**Task item**
Continue the first-person account below of recovering from addiction at Cross Roads, starting right after its last sentence.

For more than 3 years I tried to stop abusing drugs, alcohol and prescription medication on my own but with no success. The end result was always the same. I would start using substances again. Eventually I experienced my rock bottom. I was admitted at Cross Roads and this is where my journey started to change. Off course I was afraid to go to treatment because who would take care of my family while I was gone. I must admit that it shocked me to see that the world does not revolve around me and that everybody was able to continue with their daily lives without me trying to control everything. This however was exactly what I needed to develop a relationship with the God of my understanding because I had to learn how to trust and have faith that everything and everyone was going to be okay. With the guidance of the counselors at Cross Roads I learnt how to look at myself, my actions, how I have harmed my loved ones and how I have harmed myself in active addiction. I was able to start working through this process in an environment where people understand the disease of addiction. Even though I knew about the 12 step fellowship, I only had the knowledge, I did not apply this knowledge in my everyday life. In Cross Roads I learnt how to apply the tools of recovery in my life. By doing this I developed love and respect for myself and a relationship with the God of my understanding.

**Data records**
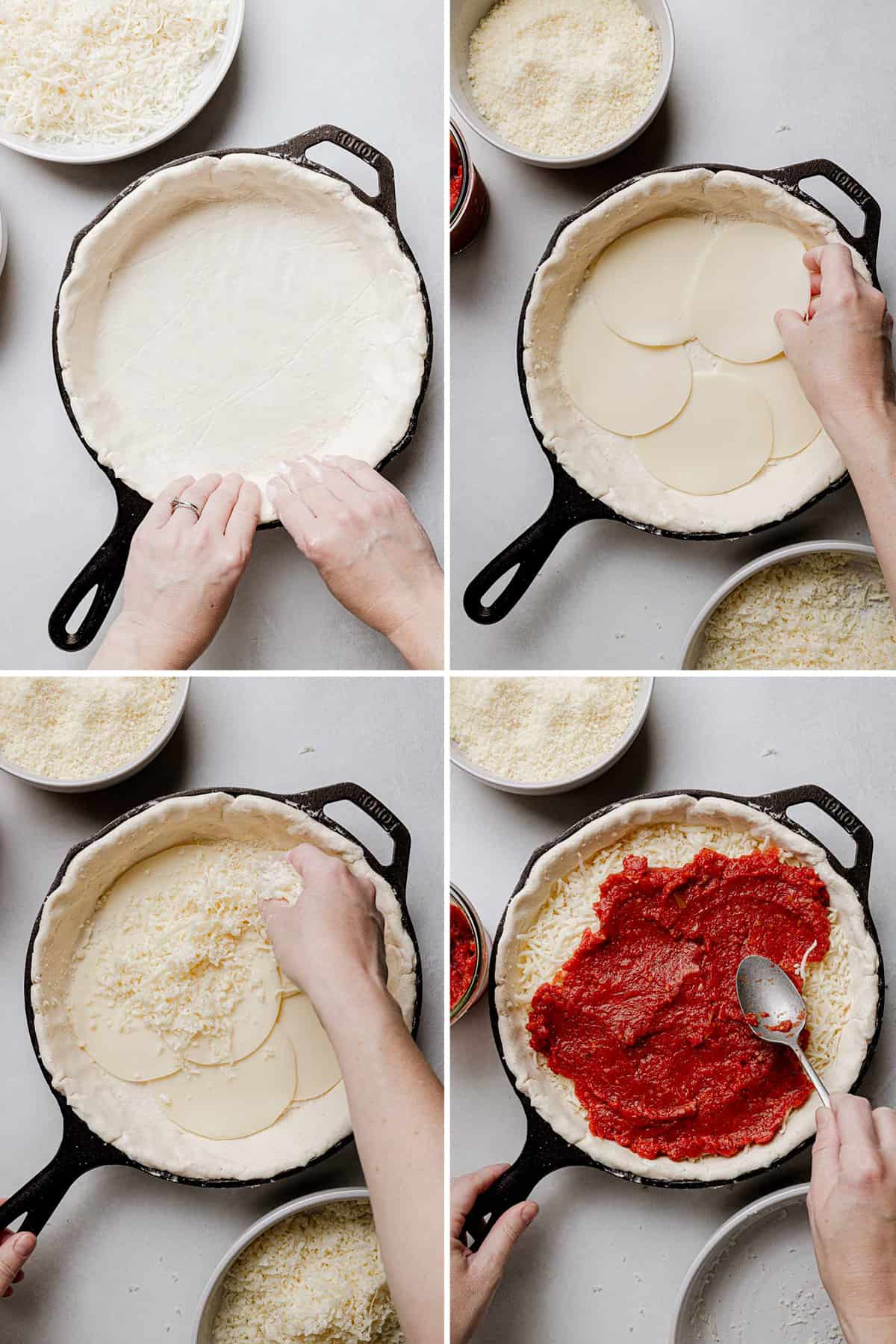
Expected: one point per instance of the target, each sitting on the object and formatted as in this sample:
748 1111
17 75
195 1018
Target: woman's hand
852 1210
331 941
476 1275
368 547
15 1249
181 574
841 352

**Exercise result**
Since I have been out of treatment I continued to apply what I have learnt in my daily life. By doing this I have learnt what it is to be a loving mother, friend, sister, daughter and employee. I am learning how to love and respect myself and how to take responsibility for my actions and by doing so I learn how to love and respect others.

Another chance at experiencing life without being dependent on substances is truly the most amazing gift. And I thank Cross Roads for helping me.